## JOB 1:
Answer these questions from the forum thread about drinking at 7:30 in the morning, one per line:
(a) What beer did bossdogg take from the fridge, and what kind of beer is it?
(b) How many hours did tom in nc drive through the night to visit a friend?
(c) What does hogwart say redbeers are made of?
## JOB 2:
From the forum thread about drinking at 7:30 in the morning, list the username of every poster who mentions a wife.
## JOB 3:
Decide whether each statement agrees with the forum thread about drinking at 7:30 in the morning. Answer yes or no and quote the words from the thread that decide it.
(a) DanMcG points out that it is almost 4pm in Moscow.
(b) According to gator, bars in Michigan are allowed to open at 6am.
(c) eman's overnight job lasted 9 weeks.

## DOCUMENT SECTION:
# is it wrong to start drinking at 7:30?



## bossdogg

I have been up since early this morning.  about 2 smoking some butts for a friends birthday party this afternoon.  I am sitting on the chair thinking I could use a beer.  I go to the fridge and grab a ten fidy which is a russian imperial stout.

so is it really wrong to start drinking at 7:30 in the morning?


----------



## DanMcG

Never a bad time for a beer. But if it makes ya feel less guilty, you're drinking a Russian beer and it's almost 4pm in Moscow.


----------



## gator

The Bars are allowed to open at 7am, at least in Michigan they do. I figure if the government, who tries to kill anything we like and fun, allows it, it must me alright.


----------



## bossdogg

I think there is oats in it.  would that qualify for oatmeal in the morning?


----------



## markgerickson

If you don't drink in the morning you can't say you drank all day.


----------



## bossdogg

that is true


----------



## tom in nc

Not if you've been up since early in the morning.  It's all relative.  I drove 8 hours through the night to visit a friend and when I got to his house at 7 in the morning he asked if I wanted a coffee.  I told him forget the coffee I want a beer.  He said, kind of early for a beer.  I told him look, you just got up so you want coffee.  I've been up for 12 hours, driving for 8 of those 12 hours, and now I'm ready for a bit of down time so give me a damn beer.  He said he couldn't argue with that line of thinking.

Enjoy the stout.  It looks really tasty!


----------



## 3montes

A more appropiate drink at the time may have been a good bloody mary made of course with Bakon Vodka. Afterall you were smoking pork and Bakon Vodka is distilled with bacon. Then you have the beer on the side a schnit as we call it around here or more commonly known as chaser. 
Best of both worlds. Either way it is not wrong


----------



## bigdale

It is Man law!!! If the smoker is putting off thin blue smoke the beer must be flowing. thats the rules around here anyways. Never really cared what time of day it was


----------



## bill in mn

Yes it is wrong ..Should have started earlier


----------



## pit 4 brains

Agreed, I'll have one snapped before I load the sfb. 

Can't wait to run this logic by the wife!


----------



## jak757

You sir, have the right idea!  Never tried Bakon....need to get me some!


----------



## hogwart

Mmmm bacon flavored vodka? I've never seen that before. I have got find some of that.
Never to early for beer. The wife frowns on it but I like to have some redbeers in the morning. Spicy V8 / Beer


----------



## bottomline

No big deal man. You are making me want one.


----------



## Bearcarver

"Tom in NC" saved me some typing---He got it right---EXACTLY!

Bearcarver


----------



## meateater

Cornflakes in a can, the breakfast of champions!


----------



## schmoke

Actually, if you think about it... it's 12 noon somewhere in the world.  So, Cheers, my friend.


----------



## miamirick

the only problem i see is that if you started at two?,       why did you wait so long for that first beer?


----------



## eman

Had a 9 week job that we had to work from 9 pm to 5 am.
 get home at 5:30 am ,It's my night time. time for a jack an 7 or 2 b4 bed.
 Wife is getting up for work and i'm winding down for bed.

## SUPPLIED DATA:
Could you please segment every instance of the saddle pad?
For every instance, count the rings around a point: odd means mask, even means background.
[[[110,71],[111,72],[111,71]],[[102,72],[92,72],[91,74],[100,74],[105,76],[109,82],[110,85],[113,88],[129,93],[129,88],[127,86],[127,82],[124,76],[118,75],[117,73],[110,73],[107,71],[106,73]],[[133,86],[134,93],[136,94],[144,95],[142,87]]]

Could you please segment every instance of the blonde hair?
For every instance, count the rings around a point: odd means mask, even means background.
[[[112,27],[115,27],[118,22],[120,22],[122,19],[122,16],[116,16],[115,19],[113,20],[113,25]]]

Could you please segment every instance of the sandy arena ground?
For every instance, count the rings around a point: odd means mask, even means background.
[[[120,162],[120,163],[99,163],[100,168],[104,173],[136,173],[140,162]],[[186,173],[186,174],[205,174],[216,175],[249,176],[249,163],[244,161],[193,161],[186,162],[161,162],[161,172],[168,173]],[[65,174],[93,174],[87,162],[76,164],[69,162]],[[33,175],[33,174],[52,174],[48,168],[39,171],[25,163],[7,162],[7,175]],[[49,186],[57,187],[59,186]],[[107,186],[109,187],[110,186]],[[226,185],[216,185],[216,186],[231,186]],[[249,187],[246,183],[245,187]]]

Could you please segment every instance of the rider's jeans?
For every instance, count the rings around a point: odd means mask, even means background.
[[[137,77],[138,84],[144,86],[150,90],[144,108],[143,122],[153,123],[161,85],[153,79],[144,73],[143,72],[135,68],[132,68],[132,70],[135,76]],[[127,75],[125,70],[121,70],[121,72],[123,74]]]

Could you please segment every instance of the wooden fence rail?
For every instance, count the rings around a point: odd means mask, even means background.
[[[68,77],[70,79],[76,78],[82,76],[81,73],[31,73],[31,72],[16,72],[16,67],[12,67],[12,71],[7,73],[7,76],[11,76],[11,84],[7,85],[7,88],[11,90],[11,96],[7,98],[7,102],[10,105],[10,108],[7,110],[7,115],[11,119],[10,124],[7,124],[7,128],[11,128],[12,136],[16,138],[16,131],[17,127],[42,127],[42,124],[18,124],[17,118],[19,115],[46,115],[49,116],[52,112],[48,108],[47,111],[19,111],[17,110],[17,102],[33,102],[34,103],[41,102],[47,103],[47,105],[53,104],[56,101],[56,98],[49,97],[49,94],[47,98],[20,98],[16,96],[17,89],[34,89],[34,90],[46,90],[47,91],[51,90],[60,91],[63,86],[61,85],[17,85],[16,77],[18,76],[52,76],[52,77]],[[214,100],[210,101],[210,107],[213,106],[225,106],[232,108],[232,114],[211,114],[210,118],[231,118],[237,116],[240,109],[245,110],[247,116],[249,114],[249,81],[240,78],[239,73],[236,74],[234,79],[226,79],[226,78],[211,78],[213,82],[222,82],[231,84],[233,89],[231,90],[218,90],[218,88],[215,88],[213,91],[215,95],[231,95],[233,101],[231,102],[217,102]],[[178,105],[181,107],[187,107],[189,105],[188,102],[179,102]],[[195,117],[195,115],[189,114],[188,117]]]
==
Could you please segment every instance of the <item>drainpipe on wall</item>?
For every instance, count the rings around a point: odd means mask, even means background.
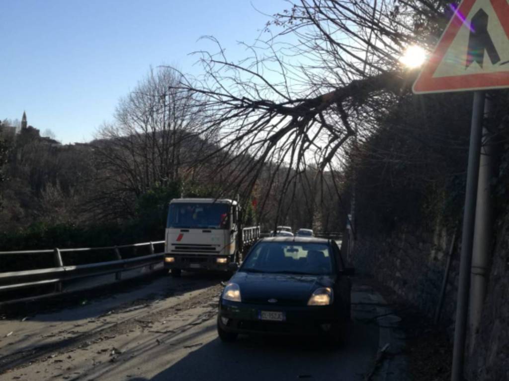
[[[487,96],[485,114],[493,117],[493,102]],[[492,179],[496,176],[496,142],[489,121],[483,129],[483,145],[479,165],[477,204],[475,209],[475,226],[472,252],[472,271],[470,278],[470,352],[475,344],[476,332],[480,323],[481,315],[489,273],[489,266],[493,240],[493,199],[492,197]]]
---
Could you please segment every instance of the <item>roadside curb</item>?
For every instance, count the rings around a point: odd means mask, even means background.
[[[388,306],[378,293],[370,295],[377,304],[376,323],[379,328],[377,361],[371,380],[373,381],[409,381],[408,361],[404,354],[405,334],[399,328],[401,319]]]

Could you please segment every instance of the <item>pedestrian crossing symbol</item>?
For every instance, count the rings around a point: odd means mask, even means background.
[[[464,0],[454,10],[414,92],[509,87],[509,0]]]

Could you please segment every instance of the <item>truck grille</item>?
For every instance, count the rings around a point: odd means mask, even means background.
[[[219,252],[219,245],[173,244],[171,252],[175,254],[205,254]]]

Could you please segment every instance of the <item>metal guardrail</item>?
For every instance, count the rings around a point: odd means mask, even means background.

## WRITTEN ANSWER 1:
(a) A ten fidy, a Russian imperial stout.
(b) 8 hours.
(c) Spicy V8 and beer.

## WRITTEN ANSWER 2:
pit 4 brains
hogwart
eman

## WRITTEN ANSWER 3:
(a) Yes: "it's almost 4pm in Moscow."
(b) No: "The Bars are allowed to open at 7am, at least in Michigan they do."
(c) Yes: "Had a 9 week job that we had to work from 9 pm to 5 am."